FRAGMENTO DEL TEXTO:

↓

Cuenta el Cardenal Amigo que en el Sínodo de los Obispos, que se celebró en octubre de 1994, dedicado al papel de la vida consagrada en la Iglesia...

... entre papeles importantes, con documentos llenos de sabios discursos, no era extraño encontrar una pequeña estampa, con oraciones en inglés, en las que se pedía a Dios la gracia de tener un corazón lleno de misericordia. Los papeles, con informes y relaciones sobre la vida y la acción de la Iglesia, los habían colocado sobre la mesa de los obispos los diligentes secretarios del Sínodo. Las estampas, de papel sencillo y modelo ya desaparecido de todos los catálogos, nos las ponía, casi a escondidas, Madre Teresa de Calcuta.

↑

MATERIAL PROPORCIONADO:
↓

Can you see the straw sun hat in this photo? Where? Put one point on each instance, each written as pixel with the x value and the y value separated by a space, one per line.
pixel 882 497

↑

CONSIGNA:
Transcribe del fragmento sobre Madre Teresa el pasaje que va de "Cuenta el Cardenal" a "Teresa de Calcuta.". Los datos no guardan relación con el fragmento.

RESPUESTA AL EJERCICIO:
Cuenta el Cardenal Amigo que en el Sínodo de los Obispos, que se celebró en octubre de 1994, dedicado al papel de la vida consagrada en la Iglesia...

... entre papeles importantes, con documentos llenos de sabios discursos, no era extraño encontrar una pequeña estampa, con oraciones en inglés, en las que se pedía a Dios la gracia de tener un corazón lleno de misericordia. Los papeles, con informes y relaciones sobre la vida y la acción de la Iglesia, los habían colocado sobre la mesa de los obispos los diligentes secretarios del Sínodo. Las estampas, de papel sencillo y modelo ya desaparecido de todos los catálogos, nos las ponía, casi a escondidas, Madre Teresa de Calcuta.